Extract provided.
Tao of Regular Expressions
Regular expressions explained in three levels: easy, medium, and difficult. Numerous examples.
What Are Regular Expressions[edit]
A regular expression is a formula for matching strings that follow some pattern. Many people are afraid to use them because they can look confusing and complicated. Unfortunately, nothing in this write up can change that. However, I have found that with a bit of practice, it's pretty easy to write these complicated expressions. Plus, once you get the hang of them, you can reduce hours of laborious and error-prone text editing down to minutes or seconds. Regular expressions are supported by many text editors, class libraries such as Rogue Wave's Tools.h++, scripting tools such as awk, grep, sed, and increasingly in interactive development environments such as Microsoft's Visual C++. Regular expressions usage is explained by examples in the sections that follow. Most examples are presented as vi substitution commands or as grep file search commands, but they are representative examples and the concepts can be applied in the use of tools such as sed, awk, perl and other programs that support regular expressions. Have a look at Regular Expressions In Various Tools for examples of regular expression usage in other tools. A short explanation of vi's substitution command and syntax is provided at the end of this document.
Regular Expression Basics[edit]
Regular expressions are made up of normal characters and metacharacters. Normal characters include upper and lower case letters and digits. The metacharacters have special meanings and are described in detail below. In the simplest case, a regular expression looks like a standard search string. For example, the regular expression "testing" contains no metacharacters. It will match "testing" and "123testing" but it will not match "Testing".
To really make good use of regular expressions it is critical to understand metacharacters. The table below lists metacharacters and a short explanation of their meaning.
Metacharacter | Description |
.
|
Matches any single character. For example the regular expression r.t would match the strings rat, rut, r t, but not root.

The task.
Quote the regular expressions page in full, word for word. These items were drawn from a separate source.

[Excerpts from labeled region data]
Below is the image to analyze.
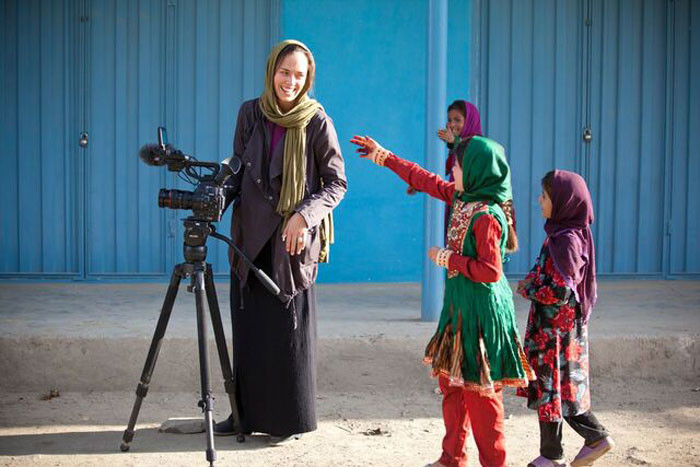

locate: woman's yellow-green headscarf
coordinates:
[457,136,513,204]
[260,40,334,262]
[260,40,322,219]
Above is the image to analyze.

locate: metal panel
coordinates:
[669,0,700,274]
[477,0,583,274]
[82,0,173,275]
[590,0,666,274]
[0,0,79,276]
[477,0,680,276]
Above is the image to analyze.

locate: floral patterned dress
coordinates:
[518,241,591,422]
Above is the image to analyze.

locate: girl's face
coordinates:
[537,187,552,219]
[452,161,464,191]
[447,109,464,137]
[273,50,309,112]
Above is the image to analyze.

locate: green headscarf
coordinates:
[457,136,513,207]
[259,40,334,262]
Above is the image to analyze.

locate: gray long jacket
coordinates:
[230,99,347,300]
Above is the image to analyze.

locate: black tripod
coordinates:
[121,217,280,466]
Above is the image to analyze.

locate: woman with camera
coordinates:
[215,41,347,444]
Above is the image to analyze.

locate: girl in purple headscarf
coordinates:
[518,170,614,467]
[438,100,483,182]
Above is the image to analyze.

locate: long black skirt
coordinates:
[231,243,316,436]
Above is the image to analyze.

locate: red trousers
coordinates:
[440,376,506,467]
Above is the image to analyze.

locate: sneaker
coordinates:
[214,415,236,436]
[270,433,301,446]
[571,436,615,467]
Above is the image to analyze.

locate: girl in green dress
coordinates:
[351,136,534,466]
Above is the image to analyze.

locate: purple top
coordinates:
[544,170,598,322]
[267,121,287,159]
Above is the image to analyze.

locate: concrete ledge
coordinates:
[0,335,700,394]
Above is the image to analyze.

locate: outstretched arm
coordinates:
[350,136,455,203]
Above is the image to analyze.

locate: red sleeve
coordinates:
[384,154,455,203]
[448,214,503,282]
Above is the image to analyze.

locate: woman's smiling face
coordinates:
[274,50,309,112]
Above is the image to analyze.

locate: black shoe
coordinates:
[270,433,302,446]
[214,415,236,436]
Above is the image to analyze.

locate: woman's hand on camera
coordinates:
[350,135,389,166]
[282,212,309,256]
[438,128,455,143]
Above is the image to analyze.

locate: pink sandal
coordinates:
[527,456,569,467]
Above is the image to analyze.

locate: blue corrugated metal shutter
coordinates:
[588,0,667,274]
[667,0,700,274]
[472,0,584,273]
[476,0,700,276]
[0,0,80,277]
[0,0,279,277]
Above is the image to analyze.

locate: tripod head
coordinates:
[139,127,282,300]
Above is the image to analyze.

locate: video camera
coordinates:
[139,127,241,222]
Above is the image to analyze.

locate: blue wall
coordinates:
[281,0,471,282]
[472,0,700,277]
[0,0,700,282]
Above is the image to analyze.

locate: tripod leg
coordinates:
[204,264,245,443]
[120,266,182,451]
[192,269,216,465]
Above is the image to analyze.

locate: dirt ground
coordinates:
[0,376,700,467]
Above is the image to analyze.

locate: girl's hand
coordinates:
[428,246,440,264]
[438,128,455,143]
[282,212,309,256]
[350,135,389,165]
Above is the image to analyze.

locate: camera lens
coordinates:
[158,189,194,209]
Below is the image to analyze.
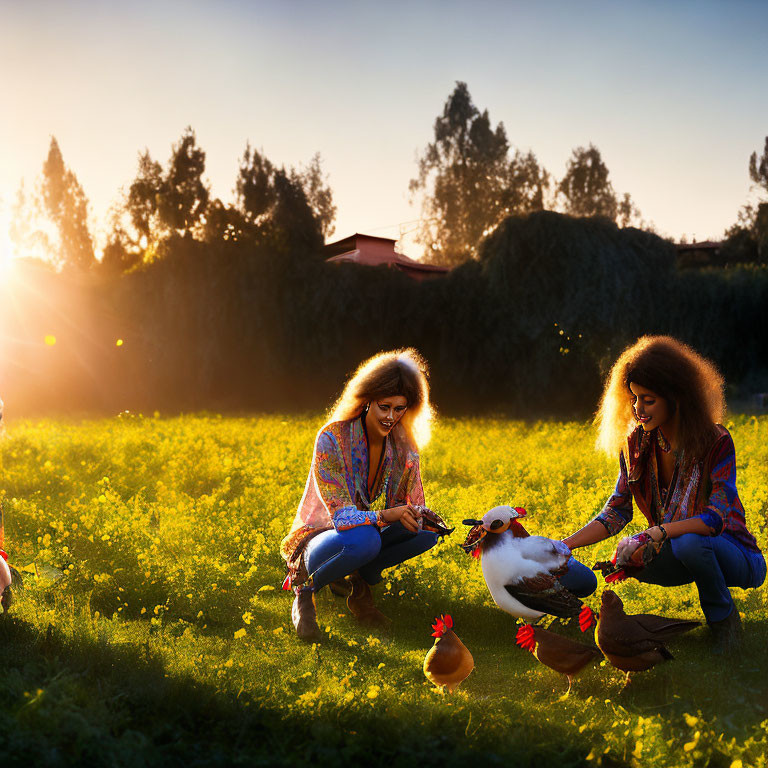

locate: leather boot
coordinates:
[347,571,392,627]
[709,606,744,655]
[291,587,321,642]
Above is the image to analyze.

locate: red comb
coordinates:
[432,613,453,637]
[579,605,595,632]
[515,624,536,653]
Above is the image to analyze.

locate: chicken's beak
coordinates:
[459,520,488,553]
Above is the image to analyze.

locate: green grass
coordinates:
[0,416,768,768]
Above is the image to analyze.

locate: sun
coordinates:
[0,201,16,279]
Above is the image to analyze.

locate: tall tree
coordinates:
[502,150,551,215]
[298,152,336,238]
[125,149,163,243]
[157,126,210,235]
[40,137,94,270]
[235,144,275,225]
[410,82,549,265]
[749,136,768,193]
[558,144,618,221]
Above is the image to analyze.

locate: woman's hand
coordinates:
[381,504,421,533]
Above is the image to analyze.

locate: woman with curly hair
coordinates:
[564,336,766,651]
[281,349,448,640]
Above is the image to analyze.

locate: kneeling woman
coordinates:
[281,349,445,640]
[564,336,766,650]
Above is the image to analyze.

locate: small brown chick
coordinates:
[515,624,602,698]
[595,589,700,687]
[424,615,475,693]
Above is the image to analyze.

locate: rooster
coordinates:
[424,615,475,693]
[461,506,584,620]
[515,624,602,698]
[582,589,700,688]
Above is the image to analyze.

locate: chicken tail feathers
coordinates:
[515,624,536,653]
[579,604,597,632]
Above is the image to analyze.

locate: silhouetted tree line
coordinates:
[2,212,768,417]
[6,100,768,416]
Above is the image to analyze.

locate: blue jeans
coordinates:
[304,522,437,592]
[638,533,765,623]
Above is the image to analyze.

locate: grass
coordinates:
[0,415,768,768]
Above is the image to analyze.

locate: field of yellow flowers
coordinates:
[0,414,768,768]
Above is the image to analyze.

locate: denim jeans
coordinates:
[304,522,437,592]
[638,533,765,623]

Reply.
Tao of Regular Expressions
Regular expressions explained in three levels: easy, medium, and difficult. Numerous examples.
What Are Regular Expressions[edit]
A regular expression is a formula for matching strings that follow some pattern. Many people are afraid to use them because they can look confusing and complicated. Unfortunately, nothing in this write up can change that. However, I have found that with a bit of practice, it's pretty easy to write these complicated expressions. Plus, once you get the hang of them, you can reduce hours of laborious and error-prone text editing down to minutes or seconds. Regular expressions are supported by many text editors, class libraries such as Rogue Wave's Tools.h++, scripting tools such as awk, grep, sed, and increasingly in interactive development environments such as Microsoft's Visual C++. Regular expressions usage is explained by examples in the sections that follow. Most examples are presented as vi substitution commands or as grep file search commands, but they are representative examples and the concepts can be applied in the use of tools such as sed, awk, perl and other programs that support regular expressions. Have a look at Regular Expressions In Various Tools for examples of regular expression usage in other tools. A short explanation of vi's substitution command and syntax is provided at the end of this document.
Regular Expression Basics[edit]
Regular expressions are made up of normal characters and metacharacters. Normal characters include upper and lower case letters and digits. The metacharacters have special meanings and are described in detail below. In the simplest case, a regular expression looks like a standard search string. For example, the regular expression "testing" contains no metacharacters. It will match "testing" and "123testing" but it will not match "Testing".
To really make good use of regular expressions it is critical to understand metacharacters. The table below lists metacharacters and a short explanation of their meaning.
Metacharacter | Description |
.
|
Matches any single character. For example the regular expression r.t would match the strings rat, rut, r t, but not root.